◆ **REQUIRED TASK**
Which lines in the entries below contain the word "deer", matching case? Return each of those lines in full.

◆ **AVAILABLE DATA**
--- start ---

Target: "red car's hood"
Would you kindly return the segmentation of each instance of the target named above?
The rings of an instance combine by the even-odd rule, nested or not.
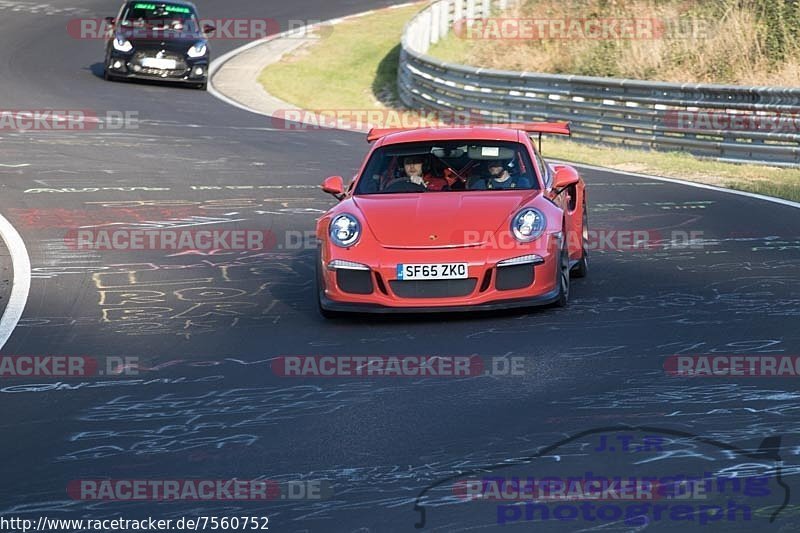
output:
[[[436,192],[358,196],[375,238],[403,248],[486,242],[539,191]]]

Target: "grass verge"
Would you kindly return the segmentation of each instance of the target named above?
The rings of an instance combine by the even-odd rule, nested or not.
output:
[[[420,5],[389,9],[334,27],[259,81],[270,94],[305,109],[388,109],[396,105],[396,71],[403,26]],[[544,155],[644,174],[685,179],[800,201],[800,169],[734,165],[683,153],[587,146],[546,139]]]

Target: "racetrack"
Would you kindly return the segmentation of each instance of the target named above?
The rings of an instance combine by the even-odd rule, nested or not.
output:
[[[269,119],[204,92],[105,82],[102,44],[70,38],[66,23],[113,15],[118,6],[70,0],[53,5],[71,11],[46,15],[25,7],[33,3],[7,4],[0,8],[3,109],[135,111],[139,123],[113,131],[0,131],[0,165],[9,165],[0,166],[0,214],[21,234],[32,265],[25,314],[2,353],[129,356],[160,368],[127,384],[116,377],[0,378],[1,515],[250,515],[269,516],[280,532],[409,531],[419,519],[415,498],[437,481],[625,424],[746,450],[780,436],[782,482],[794,485],[796,377],[686,379],[667,375],[663,365],[674,354],[800,355],[798,209],[586,170],[593,229],[661,238],[649,249],[593,251],[589,277],[573,280],[566,309],[325,321],[314,299],[314,251],[287,244],[333,205],[318,184],[353,175],[367,147],[362,134],[275,130]],[[282,23],[388,4],[197,2],[208,18]],[[241,44],[214,42],[212,51],[219,56]],[[269,230],[283,248],[210,257],[87,253],[64,241],[79,226],[171,218]],[[693,232],[695,240],[673,242],[673,232]],[[141,290],[154,292],[130,296]],[[159,303],[148,300],[154,297]],[[280,355],[517,356],[525,375],[288,379],[270,369]],[[774,461],[707,443],[671,445],[651,461],[660,472],[749,464],[774,473]],[[579,470],[639,464],[619,454],[599,463],[586,450],[558,453]],[[97,503],[66,492],[71,480],[84,478],[260,476],[329,480],[334,496]],[[754,507],[783,500],[774,493]],[[484,530],[495,524],[488,507],[431,508],[426,526]],[[800,517],[788,509],[772,524],[724,527],[796,531]],[[550,524],[554,531],[592,526]],[[677,526],[699,528],[662,522],[646,529]]]

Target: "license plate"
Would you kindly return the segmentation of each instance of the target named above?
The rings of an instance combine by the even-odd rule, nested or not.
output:
[[[175,70],[178,65],[174,59],[163,59],[158,57],[145,57],[142,59],[142,66],[146,68],[157,68],[161,70]]]
[[[431,263],[397,265],[397,279],[467,279],[467,263]]]

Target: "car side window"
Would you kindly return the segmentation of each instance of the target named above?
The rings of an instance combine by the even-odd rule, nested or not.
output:
[[[544,162],[544,159],[542,159],[542,156],[538,153],[533,154],[533,158],[536,161],[536,166],[539,168],[539,174],[544,178],[544,188],[549,189],[553,186],[553,175],[547,167],[547,163]]]

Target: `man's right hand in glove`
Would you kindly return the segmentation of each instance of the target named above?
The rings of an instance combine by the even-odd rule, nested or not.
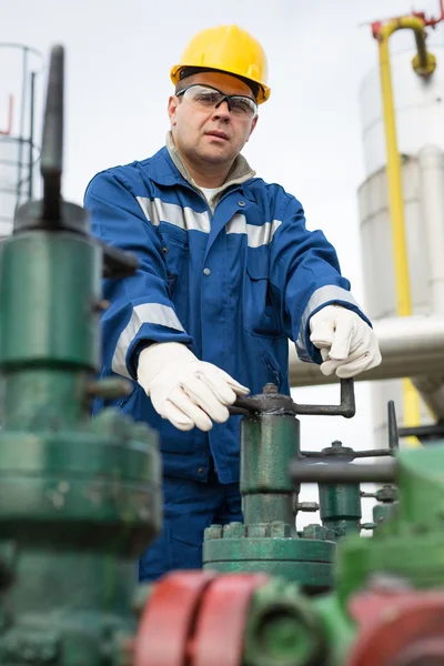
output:
[[[228,406],[249,389],[212,363],[199,361],[179,342],[153,343],[141,351],[138,382],[154,410],[175,427],[209,431],[230,416]]]

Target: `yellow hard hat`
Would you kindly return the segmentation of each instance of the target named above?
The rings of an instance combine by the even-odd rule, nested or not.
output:
[[[198,32],[185,48],[180,63],[171,70],[174,85],[180,80],[181,70],[188,67],[214,69],[258,83],[259,104],[270,97],[265,52],[254,37],[238,26],[218,26]]]

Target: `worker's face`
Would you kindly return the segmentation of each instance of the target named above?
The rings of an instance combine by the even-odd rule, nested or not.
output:
[[[210,85],[225,94],[240,94],[251,99],[251,89],[235,77],[221,72],[202,72],[185,79],[191,84]],[[190,161],[231,164],[254,130],[258,115],[235,113],[226,101],[218,109],[205,108],[183,95],[172,95],[168,112],[174,143]]]

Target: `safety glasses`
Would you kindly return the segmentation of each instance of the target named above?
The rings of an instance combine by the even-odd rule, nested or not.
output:
[[[223,102],[226,102],[229,111],[233,115],[254,118],[258,114],[258,104],[252,98],[243,94],[225,94],[210,85],[192,83],[176,93],[176,97],[180,95],[202,109],[218,109]]]

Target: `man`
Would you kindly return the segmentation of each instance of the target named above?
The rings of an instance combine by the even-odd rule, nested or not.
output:
[[[93,232],[140,260],[134,276],[104,284],[102,375],[132,380],[121,410],[161,436],[164,529],[141,579],[200,567],[204,528],[242,519],[239,417],[228,407],[269,382],[289,393],[289,337],[325,374],[381,362],[332,245],[240,154],[266,75],[248,32],[203,30],[171,72],[167,147],[87,190]]]

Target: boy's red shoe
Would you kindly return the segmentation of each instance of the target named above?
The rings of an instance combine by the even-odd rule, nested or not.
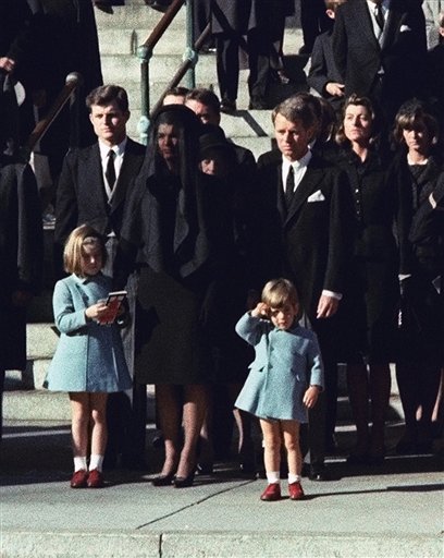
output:
[[[76,471],[71,477],[71,488],[85,488],[88,481],[88,472],[85,469]]]
[[[305,497],[303,487],[300,483],[289,483],[288,484],[288,494],[291,500],[303,500]]]
[[[97,469],[89,471],[87,485],[88,488],[102,488],[104,485],[102,473]]]
[[[271,483],[267,486],[260,496],[263,501],[275,501],[281,499],[281,485],[279,483]]]

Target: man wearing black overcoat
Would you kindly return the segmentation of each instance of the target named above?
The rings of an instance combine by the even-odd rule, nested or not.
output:
[[[0,135],[3,119],[0,116]],[[0,145],[2,141],[0,140]],[[26,367],[26,306],[41,287],[44,234],[28,165],[0,155],[0,441],[7,369]]]
[[[286,99],[274,109],[273,121],[279,150],[258,159],[260,267],[263,280],[283,275],[294,281],[319,338],[326,389],[309,413],[309,449],[310,478],[323,481],[325,435],[332,434],[324,405],[333,409],[334,429],[336,362],[344,342],[337,311],[346,291],[351,201],[342,171],[309,149],[317,121],[307,99]]]
[[[333,53],[345,96],[371,97],[391,125],[399,106],[421,96],[424,84],[427,40],[421,2],[348,0],[338,5]]]
[[[133,142],[126,135],[130,110],[125,89],[118,85],[103,85],[94,89],[86,102],[98,142],[89,147],[69,151],[63,162],[57,189],[54,229],[54,258],[59,275],[63,245],[73,229],[83,223],[94,227],[107,236],[107,251],[110,256],[107,269],[112,269],[125,201],[146,150],[145,146]],[[108,174],[111,155],[112,180]],[[128,367],[132,369],[133,338],[124,333],[123,341]],[[144,388],[145,386],[135,384],[131,409],[125,393],[113,393],[108,399],[109,438],[106,466],[114,466],[120,453],[125,466],[144,466]]]

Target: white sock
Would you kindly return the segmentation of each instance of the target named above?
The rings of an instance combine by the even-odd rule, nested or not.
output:
[[[288,484],[300,483],[300,475],[294,475],[293,473],[288,473]]]
[[[91,454],[91,457],[89,458],[89,471],[92,471],[92,469],[97,469],[97,471],[100,471],[101,473],[102,464],[103,456]]]
[[[279,484],[279,471],[272,471],[271,473],[267,473],[267,481],[269,484]]]
[[[82,469],[84,469],[85,471],[87,471],[87,469],[88,469],[86,466],[86,456],[74,458],[74,473],[76,473],[77,471],[81,471]]]

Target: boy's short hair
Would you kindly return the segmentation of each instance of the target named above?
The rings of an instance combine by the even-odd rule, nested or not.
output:
[[[114,101],[122,112],[128,111],[128,95],[120,85],[100,85],[100,87],[92,89],[85,100],[89,112],[91,111],[92,105],[106,107]]]
[[[347,0],[324,0],[325,10],[336,11],[336,8],[341,4],[345,4]]]
[[[288,279],[280,277],[268,281],[262,290],[262,302],[272,308],[282,308],[285,304],[299,304],[296,287]]]
[[[221,101],[214,92],[211,89],[206,89],[205,87],[197,87],[196,89],[192,89],[185,97],[185,102],[187,100],[197,100],[201,102],[206,107],[210,107],[218,114],[221,111]]]
[[[63,251],[64,270],[82,277],[82,250],[84,246],[96,245],[100,247],[102,265],[107,263],[107,248],[103,236],[89,225],[81,225],[73,230],[66,240]]]
[[[437,118],[427,104],[419,99],[410,99],[400,106],[395,117],[393,140],[395,145],[404,143],[404,130],[415,130],[425,126],[432,144],[436,144],[440,137],[440,124]]]
[[[188,87],[183,87],[182,85],[176,85],[175,87],[171,87],[171,89],[166,89],[163,95],[163,100],[166,97],[178,97],[183,99],[183,102],[185,102],[186,96],[188,95],[189,89]]]

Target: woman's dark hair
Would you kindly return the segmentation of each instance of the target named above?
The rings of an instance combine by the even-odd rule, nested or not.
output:
[[[346,101],[344,102],[343,111],[342,111],[342,119],[340,122],[340,125],[337,128],[337,132],[335,135],[335,141],[338,145],[345,146],[349,144],[348,137],[345,135],[344,131],[344,120],[345,120],[345,113],[347,111],[347,108],[354,106],[354,107],[365,107],[367,111],[370,114],[371,118],[371,137],[369,140],[370,144],[375,143],[379,136],[379,119],[378,114],[374,110],[373,104],[368,97],[361,97],[359,95],[353,94],[350,95]]]
[[[403,132],[424,126],[429,132],[432,144],[436,144],[440,136],[440,124],[431,109],[419,99],[406,101],[396,113],[392,140],[394,146],[404,143]]]

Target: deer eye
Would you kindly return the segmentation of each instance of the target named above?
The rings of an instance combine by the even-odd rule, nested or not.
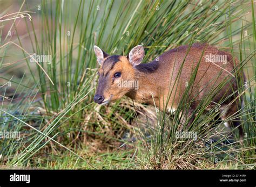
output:
[[[121,76],[121,73],[120,72],[115,73],[114,74],[114,77],[118,78]]]

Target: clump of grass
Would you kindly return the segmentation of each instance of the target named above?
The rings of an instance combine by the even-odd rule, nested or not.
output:
[[[250,71],[252,62],[256,60],[255,20],[253,3],[251,10],[247,6],[250,2],[242,3],[42,1],[38,1],[40,10],[34,10],[37,6],[26,2],[22,4],[21,9],[35,13],[31,13],[31,23],[25,20],[28,35],[24,38],[28,40],[24,44],[17,33],[13,42],[20,46],[17,48],[21,53],[19,56],[26,62],[28,71],[21,78],[11,80],[14,96],[7,105],[3,99],[0,110],[2,129],[21,132],[22,137],[1,140],[1,162],[8,166],[53,169],[255,167],[255,94],[252,89],[255,82]],[[244,18],[241,6],[252,11],[252,21]],[[36,15],[40,20],[37,27],[33,20]],[[14,31],[17,32],[17,23],[15,21],[14,24]],[[250,31],[248,35],[245,36],[245,29]],[[126,99],[108,107],[93,103],[98,78],[94,45],[110,54],[127,54],[132,47],[142,44],[146,49],[146,62],[165,51],[196,42],[230,51],[239,58],[242,66],[234,75],[237,76],[242,70],[247,78],[246,88],[244,80],[239,81],[239,94],[245,105],[237,114],[242,118],[247,133],[244,147],[234,143],[220,147],[218,144],[226,139],[225,136],[216,142],[209,141],[217,134],[211,125],[216,123],[213,123],[216,113],[211,111],[205,115],[202,111],[218,89],[194,111],[199,114],[190,130],[198,133],[196,141],[175,138],[180,120],[177,114],[167,117],[164,112],[155,114],[153,125],[145,123],[146,127],[155,128],[151,132],[148,129],[145,135],[143,128],[131,125],[138,121],[138,114],[144,112],[138,111],[138,106],[144,110],[145,106],[135,104],[134,106],[132,101]],[[25,45],[28,49],[24,50]],[[10,46],[0,49],[2,63]],[[51,63],[42,63],[41,68],[35,68],[25,51],[50,55]],[[15,68],[16,65],[8,68]],[[1,74],[1,78],[8,80],[8,75]],[[228,81],[220,84],[218,89]],[[2,88],[4,91],[0,93],[3,96],[5,89]],[[22,99],[14,104],[17,93]],[[184,97],[179,111],[186,111],[186,100]],[[127,129],[135,133],[135,142],[124,139]]]

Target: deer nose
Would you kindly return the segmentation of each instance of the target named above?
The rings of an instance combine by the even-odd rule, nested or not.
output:
[[[99,94],[96,94],[94,96],[94,101],[95,103],[98,104],[100,104],[104,100],[104,97],[103,96],[101,96]]]

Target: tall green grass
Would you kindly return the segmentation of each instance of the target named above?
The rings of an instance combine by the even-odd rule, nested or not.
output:
[[[256,60],[256,33],[252,1],[42,1],[21,5],[22,10],[35,13],[30,13],[32,22],[24,19],[28,34],[18,33],[13,42],[30,54],[50,55],[52,61],[41,63],[45,73],[25,59],[23,63],[28,71],[21,78],[11,80],[15,93],[23,98],[14,103],[12,97],[7,104],[3,99],[0,123],[3,130],[22,132],[22,138],[1,140],[3,164],[73,169],[255,167],[255,74],[252,69]],[[249,20],[245,15],[248,11],[252,15]],[[35,25],[36,16],[39,23]],[[17,21],[14,25],[13,31],[17,32]],[[2,39],[1,45],[8,41]],[[224,122],[216,121],[218,112],[214,110],[203,112],[228,79],[212,88],[194,111],[197,116],[189,130],[197,132],[196,141],[175,138],[179,112],[173,116],[157,112],[153,124],[146,123],[146,126],[154,127],[149,127],[146,134],[144,129],[130,125],[131,121],[139,124],[138,115],[147,111],[145,106],[133,105],[127,99],[109,106],[93,102],[98,78],[94,45],[110,54],[124,55],[142,44],[146,62],[164,51],[194,42],[209,43],[239,59],[241,66],[233,74],[238,76],[242,70],[247,77],[246,87],[245,80],[239,81],[240,99],[245,105],[236,114],[242,118],[247,133],[244,146],[237,142],[220,146],[227,139],[225,135],[211,142],[217,134],[211,125],[217,124],[214,128],[218,128]],[[10,44],[0,49],[2,64],[12,46]],[[28,57],[21,48],[16,49],[20,59]],[[1,67],[1,78],[7,81],[6,68]],[[193,81],[188,81],[187,93]],[[5,88],[1,88],[4,91],[1,95]],[[38,94],[39,100],[35,102]],[[178,111],[186,113],[187,96]],[[127,129],[128,135],[135,134],[136,142],[123,138]],[[72,164],[67,164],[69,160]]]

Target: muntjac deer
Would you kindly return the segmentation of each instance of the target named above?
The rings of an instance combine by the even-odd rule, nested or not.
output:
[[[193,71],[197,68],[188,98],[191,100],[187,112],[190,119],[188,125],[194,119],[194,116],[192,116],[193,111],[200,102],[227,77],[231,77],[230,81],[214,96],[211,102],[217,104],[225,96],[228,98],[219,107],[221,120],[237,114],[238,87],[232,74],[235,59],[227,52],[207,44],[195,44],[191,47],[183,46],[171,49],[151,62],[141,63],[145,54],[141,45],[132,49],[127,56],[110,56],[96,46],[94,51],[100,66],[98,86],[94,97],[97,103],[106,104],[126,96],[137,102],[156,105],[162,111],[166,107],[173,112],[185,94],[186,87]],[[235,62],[237,64],[237,60]],[[174,89],[176,91],[170,90]],[[232,95],[234,93],[235,94]],[[210,105],[208,109],[215,105]],[[242,138],[239,118],[230,121],[225,125],[238,127],[240,138]]]

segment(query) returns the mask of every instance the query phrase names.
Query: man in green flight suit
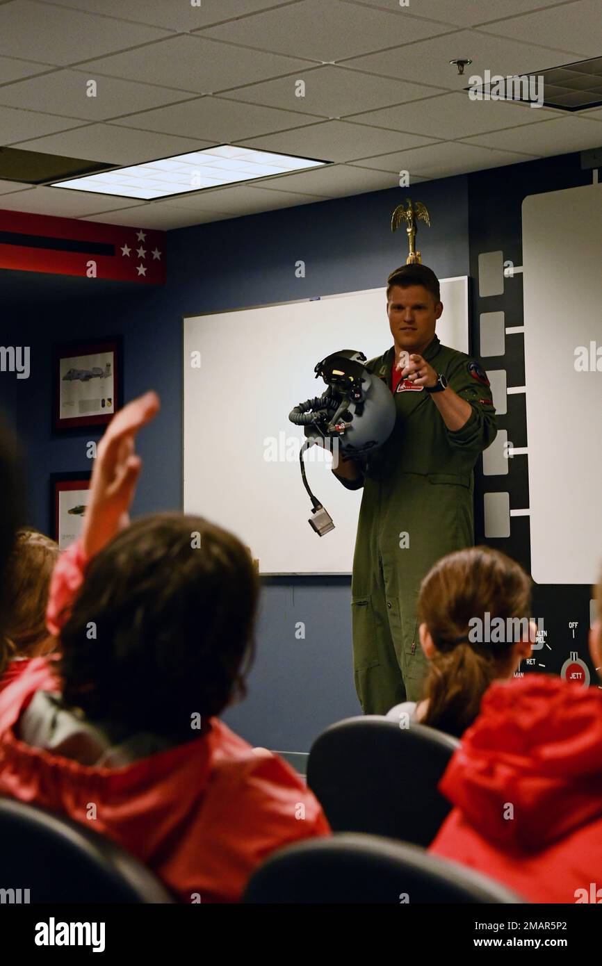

--- end ---

◆ **THE ANSWER**
Target: deer eye
Target: deer nose
Target: muntjac deer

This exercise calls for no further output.